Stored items
....

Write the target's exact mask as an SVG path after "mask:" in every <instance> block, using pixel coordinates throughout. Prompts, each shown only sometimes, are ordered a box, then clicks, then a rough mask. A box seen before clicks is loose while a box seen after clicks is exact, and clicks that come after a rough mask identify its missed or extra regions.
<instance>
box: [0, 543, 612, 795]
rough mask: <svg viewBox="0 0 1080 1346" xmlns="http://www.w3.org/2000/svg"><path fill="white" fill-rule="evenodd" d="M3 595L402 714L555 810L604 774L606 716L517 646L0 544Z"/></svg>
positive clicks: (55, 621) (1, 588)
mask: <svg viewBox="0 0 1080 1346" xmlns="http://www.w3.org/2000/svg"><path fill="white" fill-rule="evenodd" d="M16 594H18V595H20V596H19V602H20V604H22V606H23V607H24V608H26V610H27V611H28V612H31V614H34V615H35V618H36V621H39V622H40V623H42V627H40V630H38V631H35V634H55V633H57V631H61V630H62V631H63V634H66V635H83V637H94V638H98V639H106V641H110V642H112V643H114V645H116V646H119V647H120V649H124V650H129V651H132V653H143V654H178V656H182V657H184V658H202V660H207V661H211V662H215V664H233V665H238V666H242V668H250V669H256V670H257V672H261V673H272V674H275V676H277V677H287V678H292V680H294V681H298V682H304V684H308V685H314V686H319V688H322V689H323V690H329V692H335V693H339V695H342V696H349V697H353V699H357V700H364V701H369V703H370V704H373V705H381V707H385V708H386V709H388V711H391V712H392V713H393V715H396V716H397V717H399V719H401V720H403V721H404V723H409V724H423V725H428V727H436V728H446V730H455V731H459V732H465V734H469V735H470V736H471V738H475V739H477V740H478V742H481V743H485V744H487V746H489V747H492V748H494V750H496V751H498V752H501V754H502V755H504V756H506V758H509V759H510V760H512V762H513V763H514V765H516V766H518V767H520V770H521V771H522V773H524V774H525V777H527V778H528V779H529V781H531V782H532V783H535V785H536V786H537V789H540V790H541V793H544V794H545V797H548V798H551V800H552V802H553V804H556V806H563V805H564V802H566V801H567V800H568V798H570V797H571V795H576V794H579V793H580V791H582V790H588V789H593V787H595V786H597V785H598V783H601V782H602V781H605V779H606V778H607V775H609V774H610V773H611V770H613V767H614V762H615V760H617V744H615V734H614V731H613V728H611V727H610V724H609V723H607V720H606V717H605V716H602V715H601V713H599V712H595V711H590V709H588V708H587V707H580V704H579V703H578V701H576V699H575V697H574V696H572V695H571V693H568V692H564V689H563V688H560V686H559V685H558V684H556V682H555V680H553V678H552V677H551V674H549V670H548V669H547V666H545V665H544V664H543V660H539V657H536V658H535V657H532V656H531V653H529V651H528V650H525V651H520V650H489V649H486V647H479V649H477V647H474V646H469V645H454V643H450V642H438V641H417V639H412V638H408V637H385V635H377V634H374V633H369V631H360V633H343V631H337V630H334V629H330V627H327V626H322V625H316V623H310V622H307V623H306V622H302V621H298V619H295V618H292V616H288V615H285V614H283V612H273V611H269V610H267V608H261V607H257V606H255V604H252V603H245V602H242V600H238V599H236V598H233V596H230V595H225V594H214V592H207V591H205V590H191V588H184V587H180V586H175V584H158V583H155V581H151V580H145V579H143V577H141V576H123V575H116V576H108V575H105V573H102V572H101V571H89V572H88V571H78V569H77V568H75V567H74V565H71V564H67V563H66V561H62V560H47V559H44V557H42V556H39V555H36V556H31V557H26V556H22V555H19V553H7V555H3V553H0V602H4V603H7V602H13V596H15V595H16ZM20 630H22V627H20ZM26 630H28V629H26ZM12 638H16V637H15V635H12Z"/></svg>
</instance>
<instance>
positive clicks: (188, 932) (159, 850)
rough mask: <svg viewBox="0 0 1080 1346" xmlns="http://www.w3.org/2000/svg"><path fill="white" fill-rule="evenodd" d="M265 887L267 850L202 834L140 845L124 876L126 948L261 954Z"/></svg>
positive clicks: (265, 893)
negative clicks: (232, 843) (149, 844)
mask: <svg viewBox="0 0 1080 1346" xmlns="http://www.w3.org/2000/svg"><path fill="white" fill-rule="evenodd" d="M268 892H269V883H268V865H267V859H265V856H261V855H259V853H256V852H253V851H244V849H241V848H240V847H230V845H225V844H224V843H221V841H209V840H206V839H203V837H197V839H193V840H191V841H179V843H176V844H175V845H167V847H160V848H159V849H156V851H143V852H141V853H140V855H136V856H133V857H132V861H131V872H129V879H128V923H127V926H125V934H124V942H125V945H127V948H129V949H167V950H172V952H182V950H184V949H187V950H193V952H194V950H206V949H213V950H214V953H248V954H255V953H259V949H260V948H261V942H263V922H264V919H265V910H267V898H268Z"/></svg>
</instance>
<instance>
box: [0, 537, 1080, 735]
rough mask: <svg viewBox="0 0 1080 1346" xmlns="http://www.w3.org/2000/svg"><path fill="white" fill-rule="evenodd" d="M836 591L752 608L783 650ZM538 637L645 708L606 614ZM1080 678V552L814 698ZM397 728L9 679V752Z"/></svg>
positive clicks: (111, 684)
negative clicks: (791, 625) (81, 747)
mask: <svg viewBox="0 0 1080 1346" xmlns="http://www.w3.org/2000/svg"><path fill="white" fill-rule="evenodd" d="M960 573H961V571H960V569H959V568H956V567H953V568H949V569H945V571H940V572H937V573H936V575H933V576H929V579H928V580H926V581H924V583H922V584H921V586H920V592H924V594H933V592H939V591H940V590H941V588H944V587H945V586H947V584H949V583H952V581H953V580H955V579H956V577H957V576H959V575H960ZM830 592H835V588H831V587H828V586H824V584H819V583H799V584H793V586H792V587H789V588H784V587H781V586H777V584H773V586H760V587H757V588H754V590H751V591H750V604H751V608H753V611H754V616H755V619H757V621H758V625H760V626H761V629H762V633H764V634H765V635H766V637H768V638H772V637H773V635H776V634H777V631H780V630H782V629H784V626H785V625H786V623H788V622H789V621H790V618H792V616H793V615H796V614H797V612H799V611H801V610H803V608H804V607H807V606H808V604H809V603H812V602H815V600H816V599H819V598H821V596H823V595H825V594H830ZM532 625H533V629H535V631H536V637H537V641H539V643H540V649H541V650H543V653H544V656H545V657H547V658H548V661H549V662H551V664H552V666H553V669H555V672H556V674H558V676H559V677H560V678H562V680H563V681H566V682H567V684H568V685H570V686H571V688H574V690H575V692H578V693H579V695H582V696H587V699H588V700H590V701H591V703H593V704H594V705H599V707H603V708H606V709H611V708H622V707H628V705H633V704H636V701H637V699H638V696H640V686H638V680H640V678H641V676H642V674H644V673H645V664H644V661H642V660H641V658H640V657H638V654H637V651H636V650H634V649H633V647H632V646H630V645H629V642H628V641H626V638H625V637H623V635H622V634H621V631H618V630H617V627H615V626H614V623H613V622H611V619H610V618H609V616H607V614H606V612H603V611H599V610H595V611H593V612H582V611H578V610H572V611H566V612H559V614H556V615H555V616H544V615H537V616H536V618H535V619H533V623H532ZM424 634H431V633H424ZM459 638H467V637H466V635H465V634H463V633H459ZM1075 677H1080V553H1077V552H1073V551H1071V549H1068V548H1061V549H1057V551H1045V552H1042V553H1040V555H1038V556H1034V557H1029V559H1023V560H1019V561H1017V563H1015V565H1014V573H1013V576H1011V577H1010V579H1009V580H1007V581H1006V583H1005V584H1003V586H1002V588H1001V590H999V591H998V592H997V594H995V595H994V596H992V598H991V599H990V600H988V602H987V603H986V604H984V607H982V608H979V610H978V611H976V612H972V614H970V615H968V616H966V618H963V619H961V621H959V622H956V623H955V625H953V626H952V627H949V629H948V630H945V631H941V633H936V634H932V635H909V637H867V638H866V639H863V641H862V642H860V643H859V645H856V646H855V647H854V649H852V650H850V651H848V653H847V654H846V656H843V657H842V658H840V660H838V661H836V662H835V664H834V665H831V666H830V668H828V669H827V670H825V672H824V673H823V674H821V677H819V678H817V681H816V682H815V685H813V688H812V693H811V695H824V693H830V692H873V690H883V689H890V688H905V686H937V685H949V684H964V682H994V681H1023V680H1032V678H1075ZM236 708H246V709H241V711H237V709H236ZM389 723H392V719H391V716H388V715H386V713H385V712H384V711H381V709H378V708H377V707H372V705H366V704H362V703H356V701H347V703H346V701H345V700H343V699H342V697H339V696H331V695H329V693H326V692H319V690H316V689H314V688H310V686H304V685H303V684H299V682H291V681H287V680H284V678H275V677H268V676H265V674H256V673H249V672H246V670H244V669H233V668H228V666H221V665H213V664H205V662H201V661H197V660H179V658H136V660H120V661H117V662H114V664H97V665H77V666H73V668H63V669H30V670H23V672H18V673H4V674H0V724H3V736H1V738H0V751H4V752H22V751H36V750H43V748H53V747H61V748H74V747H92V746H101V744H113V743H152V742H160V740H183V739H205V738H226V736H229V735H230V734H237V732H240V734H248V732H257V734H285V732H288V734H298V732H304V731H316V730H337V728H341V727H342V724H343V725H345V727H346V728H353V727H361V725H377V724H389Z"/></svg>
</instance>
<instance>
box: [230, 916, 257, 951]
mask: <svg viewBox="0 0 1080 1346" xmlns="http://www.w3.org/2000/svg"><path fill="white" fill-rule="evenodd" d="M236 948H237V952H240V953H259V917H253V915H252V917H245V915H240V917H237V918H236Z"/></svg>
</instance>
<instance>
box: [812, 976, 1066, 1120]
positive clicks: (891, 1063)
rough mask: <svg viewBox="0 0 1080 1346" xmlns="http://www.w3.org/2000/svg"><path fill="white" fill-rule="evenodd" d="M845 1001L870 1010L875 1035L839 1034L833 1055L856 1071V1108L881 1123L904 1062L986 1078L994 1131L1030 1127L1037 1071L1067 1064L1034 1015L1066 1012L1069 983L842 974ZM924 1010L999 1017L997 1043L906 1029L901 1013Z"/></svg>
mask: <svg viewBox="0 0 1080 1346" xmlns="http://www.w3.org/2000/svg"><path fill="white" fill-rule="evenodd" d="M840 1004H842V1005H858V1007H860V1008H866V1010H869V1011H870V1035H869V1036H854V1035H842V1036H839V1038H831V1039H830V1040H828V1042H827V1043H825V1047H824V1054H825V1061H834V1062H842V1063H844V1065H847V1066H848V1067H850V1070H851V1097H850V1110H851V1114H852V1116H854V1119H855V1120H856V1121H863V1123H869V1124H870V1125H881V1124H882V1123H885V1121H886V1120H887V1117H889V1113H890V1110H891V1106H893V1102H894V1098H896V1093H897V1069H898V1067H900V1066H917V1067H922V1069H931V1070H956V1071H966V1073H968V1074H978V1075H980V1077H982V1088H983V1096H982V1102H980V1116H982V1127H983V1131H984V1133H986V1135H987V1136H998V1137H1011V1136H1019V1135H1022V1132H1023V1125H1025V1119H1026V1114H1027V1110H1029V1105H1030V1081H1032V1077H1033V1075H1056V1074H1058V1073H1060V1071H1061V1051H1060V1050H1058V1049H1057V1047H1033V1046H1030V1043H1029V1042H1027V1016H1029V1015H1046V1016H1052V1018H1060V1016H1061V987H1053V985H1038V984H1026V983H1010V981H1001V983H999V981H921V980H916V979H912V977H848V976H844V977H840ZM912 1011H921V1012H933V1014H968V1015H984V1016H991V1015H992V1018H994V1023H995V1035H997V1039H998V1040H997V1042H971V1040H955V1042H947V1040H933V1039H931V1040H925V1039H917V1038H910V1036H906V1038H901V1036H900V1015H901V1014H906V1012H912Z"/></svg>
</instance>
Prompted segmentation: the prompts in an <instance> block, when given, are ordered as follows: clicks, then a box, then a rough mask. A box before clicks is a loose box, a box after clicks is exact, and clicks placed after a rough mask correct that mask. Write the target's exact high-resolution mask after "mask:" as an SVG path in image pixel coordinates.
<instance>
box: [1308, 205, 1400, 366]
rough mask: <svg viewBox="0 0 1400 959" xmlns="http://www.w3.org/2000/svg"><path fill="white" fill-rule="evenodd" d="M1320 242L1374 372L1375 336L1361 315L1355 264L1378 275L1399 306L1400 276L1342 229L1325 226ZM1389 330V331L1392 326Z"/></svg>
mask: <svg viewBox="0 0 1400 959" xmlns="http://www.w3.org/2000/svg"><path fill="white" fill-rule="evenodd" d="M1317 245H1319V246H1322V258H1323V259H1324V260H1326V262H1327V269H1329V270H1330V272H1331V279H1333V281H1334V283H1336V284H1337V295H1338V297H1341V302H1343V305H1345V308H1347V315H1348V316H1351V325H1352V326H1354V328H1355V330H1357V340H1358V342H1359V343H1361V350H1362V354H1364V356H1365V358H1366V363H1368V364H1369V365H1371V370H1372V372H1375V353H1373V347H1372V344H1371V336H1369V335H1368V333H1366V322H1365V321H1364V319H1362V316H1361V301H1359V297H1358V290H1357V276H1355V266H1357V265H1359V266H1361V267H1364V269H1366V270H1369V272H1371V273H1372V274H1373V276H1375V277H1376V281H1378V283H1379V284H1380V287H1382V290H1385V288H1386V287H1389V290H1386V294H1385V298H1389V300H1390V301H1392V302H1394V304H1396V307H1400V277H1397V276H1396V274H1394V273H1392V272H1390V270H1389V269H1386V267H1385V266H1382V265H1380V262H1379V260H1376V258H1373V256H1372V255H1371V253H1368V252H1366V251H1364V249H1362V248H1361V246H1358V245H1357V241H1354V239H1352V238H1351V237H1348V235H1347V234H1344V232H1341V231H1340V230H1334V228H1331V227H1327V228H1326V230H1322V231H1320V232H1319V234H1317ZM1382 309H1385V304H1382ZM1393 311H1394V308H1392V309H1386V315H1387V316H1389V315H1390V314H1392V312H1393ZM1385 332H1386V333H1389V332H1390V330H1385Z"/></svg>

....

Reproduce the records above exactly, from the first line through the line containing "595L402 714L555 810L604", and output nothing else.

THE COMPLETED TASK:
Write the target's exact mask as an SVG path after "mask:" in every <instance> block, using pixel coordinates throughout. Prompts, each shown only sometimes, are ordered a box, then clicks, then a rough mask. A box seen before clicks is loose while a box seen after clicks is exact, and clicks that come after a rough mask identify its missed or extra regions.
<instance>
box: [0, 543, 612, 795]
rough mask: <svg viewBox="0 0 1080 1346" xmlns="http://www.w3.org/2000/svg"><path fill="white" fill-rule="evenodd" d="M3 595L402 714L555 810L604 774L606 716L517 646L0 544Z"/></svg>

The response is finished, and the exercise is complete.